§ **CHALLENGE A**: Please pull out every line of the rows below that contains the string "objects", matching its case exactly.

§ **DOCUMENT**:
I have been a lurker for many months, and from what I've seen I think that most moderators should always be considered forer@s until they tell you different.
Maybe I'm wrong and I should consider all moderator's posts to be moderator first and forer@ last.


----------



## Jana337

Daddyo said:


> I have been a lurker for many months, and from what I've seen I think that most moderators should always be considered forer@s until they tell you different.
> Maybe I'm wrong and I should consider all moderator's posts to be moderator first and forer@ last.


Rule 49: Moderators are also forum members.  Unless they say otherwise, or it is clear from context, their posts are made as members.


----------



## 140278

I think any mod can sign up as a new user and harass another one.


----------



## geve

140278 said:


> I think any mod can sign up as a new user and harass another one.


Oh yes, I'm pretty sure they can...  (hey, are you one, 140278?)

But that's a different matter altogether - no confusion possible in this case.


----------



## cuchuflete

Interesting comment 140278.  Would you care to tell us why a mod would take the trouble to sign up as a new user, in order to harass "another one", whether "another one" refers to another mod or to anyone else?

If you are aware of any harassment by any forero, including one who is also a mod, please contact a mod you trust...assuming that you may trust at least one of the dozens of mods, and provide whatever facts you have.


----------



## elroy

140278 said:


> I think any mod can sign up as a new user and harass another one.

§ **TASK MATERIAL**:
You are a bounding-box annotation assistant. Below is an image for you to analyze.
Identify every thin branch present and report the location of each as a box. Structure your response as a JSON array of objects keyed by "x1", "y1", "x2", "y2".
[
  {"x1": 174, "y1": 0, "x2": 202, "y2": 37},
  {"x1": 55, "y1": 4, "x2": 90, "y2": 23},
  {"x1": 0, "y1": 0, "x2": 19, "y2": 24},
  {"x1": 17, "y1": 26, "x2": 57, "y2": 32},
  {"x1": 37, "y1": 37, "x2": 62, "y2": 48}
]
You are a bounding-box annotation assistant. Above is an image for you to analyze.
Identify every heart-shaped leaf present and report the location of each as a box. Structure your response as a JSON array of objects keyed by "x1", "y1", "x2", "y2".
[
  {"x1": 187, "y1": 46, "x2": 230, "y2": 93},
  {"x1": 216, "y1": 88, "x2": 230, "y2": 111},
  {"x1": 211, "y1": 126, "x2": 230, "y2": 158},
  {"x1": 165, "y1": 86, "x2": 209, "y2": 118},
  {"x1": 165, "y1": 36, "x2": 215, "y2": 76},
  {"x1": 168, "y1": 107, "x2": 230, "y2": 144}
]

§ **CHALLENGE B**: In the forum thread, Rule 49 says that unless moderators say otherwise or the context makes it clear, their posts are made in what capacity?

§ **OUTPUT A**:
Identify every thin branch present and report the location of each as a box. Structure your response as a JSON array of objects keyed by "x1", "y1", "x2", "y2".
Identify every heart-shaped leaf present and report the location of each as a box. Structure your response as a JSON array of objects keyed by "x1", "y1", "x2", "y2".

§ **OUTPUT B**: As members.